EXTRACT TO READ —

State Highlights: Supreme Court To Hear N.C. Scope-Of-Practice Case
A selection of health policy stories from North Carolina, Alaska, Massachusetts, Puerto Rico and North Dakota.
Politico Pro: Dentistry Case Could Influence Scope-Of-Practice
The Supreme Court on Tuesday will consider who can whiten teeth in North Carolina, a seemingly small decision that could have major implications for scope-of-practice throughout the country. In North Carolina Board of Dental Examiners v. Federal Trade Commission, the justices will weigh whether the state dental board’s decisions — in this case, a decision to not allow anyone but a dentist to whiten teeth — are immune from antitrust protections typically granted to state agencies (Haberkorn, 10/13).
Wall Street Journal's Pharmalot: Will 'Son Of Sovaldi' Cause State Medicaid Programs To Erect High Hurdles?
How might state Medicaid programs cope with a new and equally expensive hepatitis C treatment from Gilead Sciences A new report released just as the FDA late last week approved Harvoni, which will cost $94,500 for a 12-week regimen, may offer some insights, at least according to a trade group for the state programs (Silverman, 10/13).
The Associated Press: Report Details Rural Health Challenges
An aging workforce is among challenges of delivering health care to rural communities in Alaska, according to a new report. The study concludes there is a lack of professional expertise in the state's smaller communities, the Fairbanks Daily News-Miner reported. The report — called "Alaska's Community Capacity Review: A Statewide Public Health System Assessment" — was released Oct. 1. It is based on a performance review the public health system earlier this year. "A lot of our leadership is aging out," said state health promotion manager Jayne Andreen, who worked on the report. "We need to be very aware of the need to mentor and build the capacity." Northern and southwest regions of the state are most lacking in health care providers, the report states. The report notes a need to address root causes of health issues, such as alcohol and substance use. It also says there is a need to improve information and data sharing (10/13).
Modern Healthcare: GOP Questions Medicaid Oversight In Mass., Puerto Rico
Senior congressional Republicans have given CMS Administrator Marilyn Tavenner until Nov. 24 to answer questions about whether her agency is applying proper oversight of Medicaid spending in Massachusetts and Puerto Rico. ... In Massachusetts, because of multiple technical woes with its insurance exchange, the state has allowed residents who think they are eligible for Medicaid based on their income to enroll temporarily until their eligibility can be confirmed. ... Unlike the states, as a U.S. territory, Puerto Rico operates under a cap for Medicaid funds. The Republican lawmakers want the CMS to confirm that Puerto Rico hasn't exceeded its cap (Dickson, 10/13).

Stored dataset items
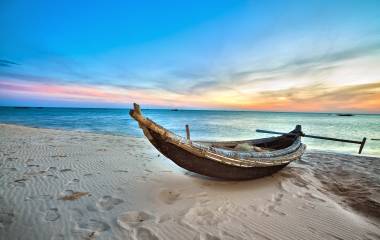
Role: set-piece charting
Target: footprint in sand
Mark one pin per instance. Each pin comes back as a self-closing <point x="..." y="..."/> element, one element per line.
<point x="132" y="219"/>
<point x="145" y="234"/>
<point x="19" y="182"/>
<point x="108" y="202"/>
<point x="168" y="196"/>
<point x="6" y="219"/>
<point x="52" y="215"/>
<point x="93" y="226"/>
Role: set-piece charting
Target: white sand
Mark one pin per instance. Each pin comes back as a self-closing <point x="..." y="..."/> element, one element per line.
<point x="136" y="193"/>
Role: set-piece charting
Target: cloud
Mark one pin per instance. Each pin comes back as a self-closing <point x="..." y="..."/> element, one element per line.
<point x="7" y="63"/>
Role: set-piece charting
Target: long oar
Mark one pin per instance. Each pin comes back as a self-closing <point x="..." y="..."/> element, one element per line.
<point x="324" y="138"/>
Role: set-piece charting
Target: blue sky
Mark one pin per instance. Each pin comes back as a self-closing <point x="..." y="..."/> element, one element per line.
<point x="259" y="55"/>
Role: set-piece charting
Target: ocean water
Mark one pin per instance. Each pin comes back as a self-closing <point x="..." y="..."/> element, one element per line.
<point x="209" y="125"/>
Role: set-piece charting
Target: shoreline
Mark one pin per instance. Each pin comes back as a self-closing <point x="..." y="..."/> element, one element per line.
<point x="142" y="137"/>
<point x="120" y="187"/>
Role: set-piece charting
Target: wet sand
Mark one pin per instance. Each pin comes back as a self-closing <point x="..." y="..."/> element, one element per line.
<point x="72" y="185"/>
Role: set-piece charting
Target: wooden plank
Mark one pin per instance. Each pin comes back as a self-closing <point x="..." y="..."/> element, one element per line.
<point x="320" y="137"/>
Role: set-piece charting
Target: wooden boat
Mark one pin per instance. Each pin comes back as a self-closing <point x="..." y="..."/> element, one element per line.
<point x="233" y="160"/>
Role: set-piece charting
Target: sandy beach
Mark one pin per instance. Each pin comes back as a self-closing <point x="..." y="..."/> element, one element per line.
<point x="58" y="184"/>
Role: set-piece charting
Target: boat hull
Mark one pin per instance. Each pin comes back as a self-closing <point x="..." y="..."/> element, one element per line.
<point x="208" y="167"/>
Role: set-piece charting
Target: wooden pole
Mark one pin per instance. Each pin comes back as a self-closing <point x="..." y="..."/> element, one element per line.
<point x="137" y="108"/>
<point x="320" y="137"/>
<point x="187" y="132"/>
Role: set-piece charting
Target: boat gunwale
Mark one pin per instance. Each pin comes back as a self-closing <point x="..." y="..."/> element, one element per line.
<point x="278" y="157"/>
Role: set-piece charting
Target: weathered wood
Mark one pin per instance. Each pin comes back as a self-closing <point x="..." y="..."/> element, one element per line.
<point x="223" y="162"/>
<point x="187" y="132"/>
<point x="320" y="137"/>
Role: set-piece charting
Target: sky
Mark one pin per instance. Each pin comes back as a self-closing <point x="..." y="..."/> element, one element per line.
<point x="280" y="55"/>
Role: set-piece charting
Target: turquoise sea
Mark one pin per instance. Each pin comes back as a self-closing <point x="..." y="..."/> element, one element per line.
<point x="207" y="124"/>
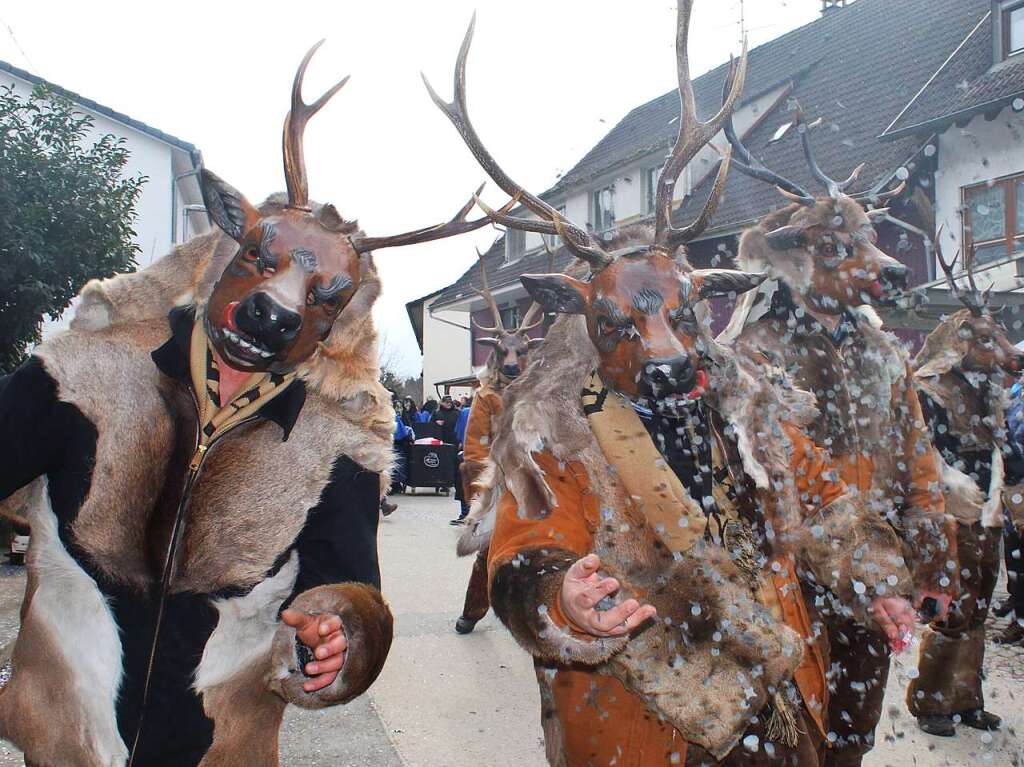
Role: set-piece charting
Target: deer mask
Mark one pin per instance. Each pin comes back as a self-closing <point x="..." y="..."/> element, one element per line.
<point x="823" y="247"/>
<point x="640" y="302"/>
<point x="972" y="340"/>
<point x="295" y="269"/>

DIRECTIONS —
A) Answer these questions from the health policy roundup.
(i) What will Harvoni cost for a 12-week regimen?
(ii) On what date was the Alaska public health report released?
(iii) By what date must Marilyn Tavenner answer the Republicans' questions?
B) Decide whether each statement agrees with the health policy roundup. Answer yes or no, and quote the words that decide it.
(i) The North Carolina dental board decided that only dentists may whiten teeth.
(ii) The Alaska report finds that southeastern regions most lack health care providers.
(iii) Puerto Rico's Medicaid funds are capped.
C) The health policy roundup has a sentence beginning "A selection of health policy stories." List every place named in that sentence.

ANSWERS GIVEN —
A)
(i) $94,500
(ii) Oct. 1
(iii) Nov. 24

B)
(i) Yes: "a decision to not allow anyone but a dentist to whiten teeth"
(ii) No: "Northern and southwest regions of the state are most lacking in health care providers"
(iii) Yes: "Puerto Rico operates under a cap for Medicaid funds"

C) North Carolina, Alaska, Massachusetts, Puerto Rico, North Dakota